• **Data to examine**:
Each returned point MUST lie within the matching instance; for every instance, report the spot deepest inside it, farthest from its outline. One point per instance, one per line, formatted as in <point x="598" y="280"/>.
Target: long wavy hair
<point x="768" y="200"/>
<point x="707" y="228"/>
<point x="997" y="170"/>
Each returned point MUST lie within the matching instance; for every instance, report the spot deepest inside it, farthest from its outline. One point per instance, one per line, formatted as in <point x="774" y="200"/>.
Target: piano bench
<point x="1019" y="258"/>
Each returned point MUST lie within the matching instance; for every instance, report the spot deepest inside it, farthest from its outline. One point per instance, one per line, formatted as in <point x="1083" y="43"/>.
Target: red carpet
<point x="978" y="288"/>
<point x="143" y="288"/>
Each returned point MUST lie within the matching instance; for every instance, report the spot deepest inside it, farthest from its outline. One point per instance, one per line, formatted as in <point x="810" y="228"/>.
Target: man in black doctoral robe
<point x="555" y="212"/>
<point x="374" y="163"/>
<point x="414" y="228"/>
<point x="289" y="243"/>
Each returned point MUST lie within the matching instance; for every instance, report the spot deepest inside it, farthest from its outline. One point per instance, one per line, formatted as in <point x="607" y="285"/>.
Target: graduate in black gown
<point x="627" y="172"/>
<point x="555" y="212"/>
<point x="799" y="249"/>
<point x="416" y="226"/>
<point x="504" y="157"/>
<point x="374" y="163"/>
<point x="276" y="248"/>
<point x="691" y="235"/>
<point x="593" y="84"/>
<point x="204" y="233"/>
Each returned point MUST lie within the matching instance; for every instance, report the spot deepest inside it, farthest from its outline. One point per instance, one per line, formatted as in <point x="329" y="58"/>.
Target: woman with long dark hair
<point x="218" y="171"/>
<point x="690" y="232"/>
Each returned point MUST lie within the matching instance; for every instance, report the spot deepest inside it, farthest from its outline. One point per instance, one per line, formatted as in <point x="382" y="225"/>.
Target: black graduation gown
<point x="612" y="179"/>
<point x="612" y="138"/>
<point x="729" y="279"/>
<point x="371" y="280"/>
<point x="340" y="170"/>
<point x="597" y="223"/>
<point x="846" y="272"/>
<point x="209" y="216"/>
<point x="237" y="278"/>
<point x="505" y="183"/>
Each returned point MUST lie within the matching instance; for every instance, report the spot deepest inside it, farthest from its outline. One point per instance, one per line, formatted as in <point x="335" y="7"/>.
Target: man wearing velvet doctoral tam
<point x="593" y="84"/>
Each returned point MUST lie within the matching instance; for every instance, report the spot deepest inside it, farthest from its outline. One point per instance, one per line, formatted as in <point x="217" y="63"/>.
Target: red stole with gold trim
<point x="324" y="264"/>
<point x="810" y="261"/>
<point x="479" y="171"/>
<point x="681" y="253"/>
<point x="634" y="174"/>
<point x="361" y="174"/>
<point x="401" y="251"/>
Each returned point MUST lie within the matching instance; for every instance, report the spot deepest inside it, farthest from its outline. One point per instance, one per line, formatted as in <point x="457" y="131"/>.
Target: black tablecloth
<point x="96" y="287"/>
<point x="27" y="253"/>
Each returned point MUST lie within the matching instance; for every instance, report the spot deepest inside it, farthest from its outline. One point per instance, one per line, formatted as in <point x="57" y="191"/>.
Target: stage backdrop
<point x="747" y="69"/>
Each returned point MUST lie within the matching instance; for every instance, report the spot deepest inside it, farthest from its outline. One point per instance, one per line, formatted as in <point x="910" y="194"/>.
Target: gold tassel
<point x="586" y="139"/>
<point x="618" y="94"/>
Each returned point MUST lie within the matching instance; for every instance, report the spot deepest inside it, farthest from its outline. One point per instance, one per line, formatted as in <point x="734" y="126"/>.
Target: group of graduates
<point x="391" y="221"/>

• **Assignment**: Please write out exactly the line containing "Target: red stole with gold trim" and every line after it through the end of the records, nothing more.

• **Response to this exercise**:
Target: red stole with gold trim
<point x="324" y="264"/>
<point x="810" y="261"/>
<point x="479" y="171"/>
<point x="681" y="253"/>
<point x="634" y="174"/>
<point x="361" y="174"/>
<point x="401" y="251"/>
Each returned point MUST lie within the matching instance; for every instance, report the spot deepest inside it, farthest from its outline. One point per instance, one per line, formatted as in <point x="457" y="131"/>.
Target: black tablecloth
<point x="96" y="287"/>
<point x="27" y="253"/>
Each returned point MUST lie within the matching instance; for every instance, report the spot deepest inside it, farthest from its outline. One point per instance, one per line, formatted as in <point x="57" y="191"/>.
Target: stage backdrop
<point x="747" y="69"/>
Each returned point MUST lie within the matching instance; for every instance, report the spot deepest inside it, farthest from its outline. One point per instance, one per line, formatted as in <point x="910" y="194"/>.
Target: gold tassel
<point x="586" y="139"/>
<point x="618" y="94"/>
Each returned point MUST lie within the matching instance; for every instance, report the spot deepest inside it, farthest from its outline. One point per instance, one per line, formatted as in <point x="734" y="126"/>.
Target: group of graduates
<point x="391" y="221"/>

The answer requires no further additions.